Text passage -
◆ ◆ ◆

Chinese Communist Party-controlled Hong Kong — under the National Security Law — has issued arrest warrants for six democracy activists.

I was not honored with inclusion.

“But Paul,” you sputter, “you do not live in China!”

Well, neither do those activists — all six now live outside the territory. 

Passed in secret in Beijing and imposed on Hong Kong, the new law basically criminalizes opposition to the CCP. 

ALL opposition. Anywhere. Anytime. Ex post facto

“The law criminalizes secession, subversion, terrorism and foreign interference,” CNN explains, “and it applies to offenses committed ‘outside the region’ by foreigners who are not residents of Hong Kong or China.”

One fugitive from injustice is Nathan Law, a former Hong Kong lawmaker and a leader of 2014’s Umbrella Movement. “I was prepared when I left Hong Kong to be in exile,” Mr. Law said on social media, explaining his departure when the draconian new law took effect, “but . . . who can enjoy freedom from fear in the face of China’s powerful political machine?”

Hong Kong officials maintain that there is “no retrospective effect” to the law, but that seems obviously untrue in Law’s case, and others’.* 

Samuel Chu with the Washington-based Hong Kong Democracy Council, a U.S. citizen for two decades, also graces the list. “I might be the 1st non-Chinese citizen to be targeted, but I will not be the last,” tweeted Chu. “If I am targeted, any American/any citizen of any nation who speaks out for HK can-and will be-too.”

◆ ◆ ◆

Dataset section -
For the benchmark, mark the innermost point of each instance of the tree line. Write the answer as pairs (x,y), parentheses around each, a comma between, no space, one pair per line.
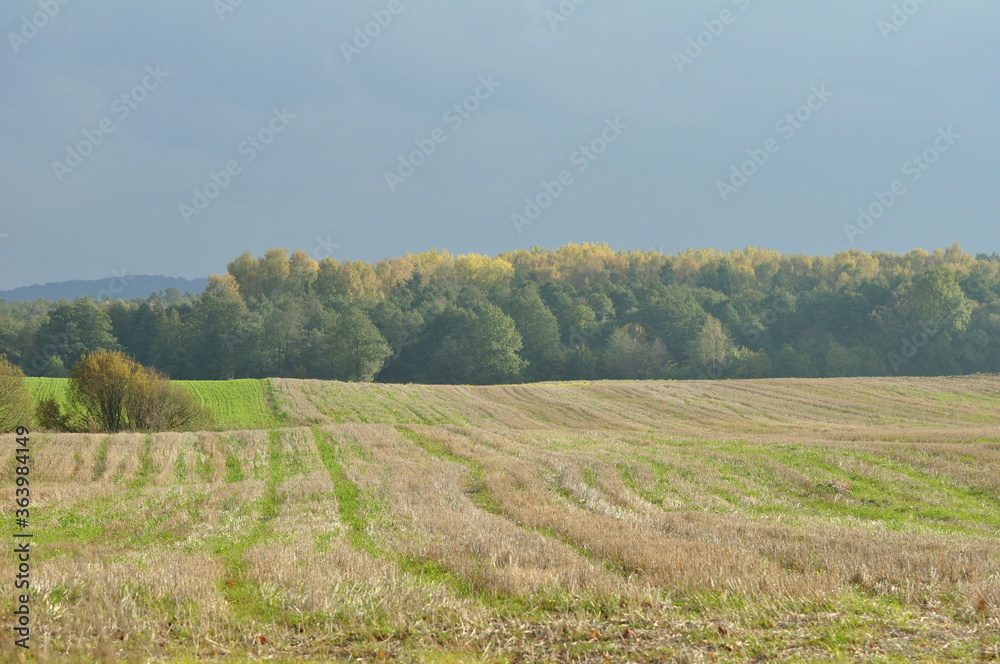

◆ ◆ ◆

What is being asked - Quote in full the passage about Hong Kong's arrest warrants for six democracy activists.

Result -
Chinese Communist Party-controlled Hong Kong — under the National Security Law — has issued arrest warrants for six democracy activists.

I was not honored with inclusion.

“But Paul,” you sputter, “you do not live in China!”

Well, neither do those activists — all six now live outside the territory. 

Passed in secret in Beijing and imposed on Hong Kong, the new law basically criminalizes opposition to the CCP. 

ALL opposition. Anywhere. Anytime. Ex post facto

“The law criminalizes secession, subversion, terrorism and foreign interference,” CNN explains, “and it applies to offenses committed ‘outside the region’ by foreigners who are not residents of Hong Kong or China.”

One fugitive from injustice is Nathan Law, a former Hong Kong lawmaker and a leader of 2014’s Umbrella Movement. “I was prepared when I left Hong Kong to be in exile,” Mr. Law said on social media, explaining his departure when the draconian new law took effect, “but . . . who can enjoy freedom from fear in the face of China’s powerful political machine?”

Hong Kong officials maintain that there is “no retrospective effect” to the law, but that seems obviously untrue in Law’s case, and others’.* 

Samuel Chu with the Washington-based Hong Kong Democracy Council, a U.S. citizen for two decades, also graces the list. “I might be the 1st non-Chinese citizen to be targeted, but I will not be the last,” tweeted Chu. “If I am targeted, any American/any citizen of any nation who speaks out for HK can-and will be-too.”